YOUR OBJECTIVE: Reproduce the entire forum thread about the trigonometric equation word for word.

>> BEGIN EXCERPT TO READ

More Complex Trig eqn, is it possible? (S*(tan(2b-a))) + D = S*(sin(a)) - (4/S)Sin(b)

[gbostock01]

Been working on this for a while now and can't solve it, was wondering if it's possible and how I'd then solve it?!
I know all the values except a.
Solve for a:

(S*(tan(2b-a))) + D = S*(sin(a)) - (4/S)Sin(b)



Alternatively here are are some values inserted.
(40*(tan(73.74-a))) + 30 = 40*(sin(a)) - (3/50)


Many thanks
George

 

[Deleted member 4993]

Been working on this for a while now and can't solve it, was wondering if it's possible and how I'd then solve it?!
I know all the values except a.
Solve for a:

(S*(tan(2b-a))) + D = S*(sin(a)) - (4/S)Sin(b)



Alternatively here are are some values inserted.
(40*(tan(73.74-a))) + 30 = 40*(sin(a)) - (3/50) .... where did Sin(b) go??


Many thanks
George

What are your thoughts?

Please share your work with us ...even if you know it is wrong

If you are stuck at the beginning tell us and we'll start with the definitions.

>> END EXCERPT TO READ
>> BEGIN EXTRACTED MATERIAL

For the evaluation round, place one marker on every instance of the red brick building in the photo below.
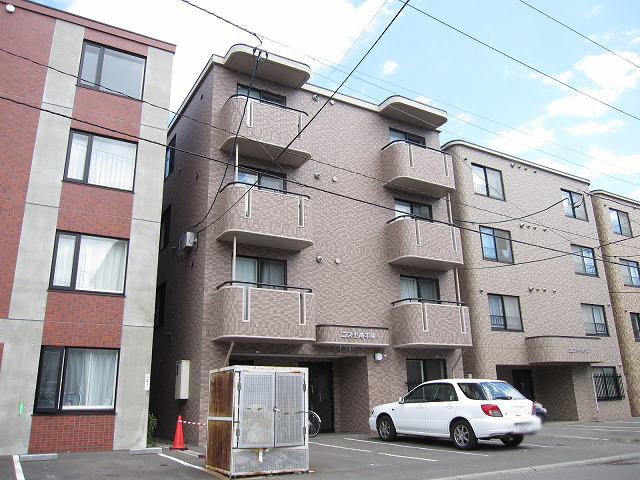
(81, 196)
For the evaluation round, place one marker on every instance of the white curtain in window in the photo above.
(90, 379)
(64, 261)
(101, 264)
(77, 156)
(112, 163)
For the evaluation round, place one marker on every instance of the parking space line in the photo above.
(412, 458)
(417, 448)
(18, 468)
(343, 448)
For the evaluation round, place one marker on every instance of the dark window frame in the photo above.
(573, 204)
(486, 183)
(505, 324)
(582, 257)
(170, 157)
(61, 378)
(87, 161)
(74, 271)
(495, 246)
(165, 227)
(97, 84)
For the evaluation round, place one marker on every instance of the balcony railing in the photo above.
(427, 323)
(266, 130)
(418, 168)
(260, 312)
(423, 244)
(263, 216)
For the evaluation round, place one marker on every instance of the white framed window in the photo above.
(101, 161)
(88, 263)
(71, 378)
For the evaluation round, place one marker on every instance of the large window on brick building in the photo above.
(113, 71)
(87, 263)
(101, 161)
(76, 379)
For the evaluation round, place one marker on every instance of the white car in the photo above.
(464, 410)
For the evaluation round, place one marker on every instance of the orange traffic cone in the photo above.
(178, 440)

>> END EXTRACTED MATERIAL

RESULT FOR THIS TASK:
More Complex Trig eqn, is it possible? (S*(tan(2b-a))) + D = S*(sin(a)) - (4/S)Sin(b)

[gbostock01]

Been working on this for a while now and can't solve it, was wondering if it's possible and how I'd then solve it?!
I know all the values except a.
Solve for a:

(S*(tan(2b-a))) + D = S*(sin(a)) - (4/S)Sin(b)



Alternatively here are are some values inserted.
(40*(tan(73.74-a))) + 30 = 40*(sin(a)) - (3/50)


Many thanks
George

 

[Deleted member 4993]

Been working on this for a while now and can't solve it, was wondering if it's possible and how I'd then solve it?!
I know all the values except a.
Solve for a:

(S*(tan(2b-a))) + D = S*(sin(a)) - (4/S)Sin(b)



Alternatively here are are some values inserted.
(40*(tan(73.74-a))) + 30 = 40*(sin(a)) - (3/50) .... where did Sin(b) go??


Many thanks
George

What are your thoughts?

Please share your work with us ...even if you know it is wrong

If you are stuck at the beginning tell us and we'll start with the definitions.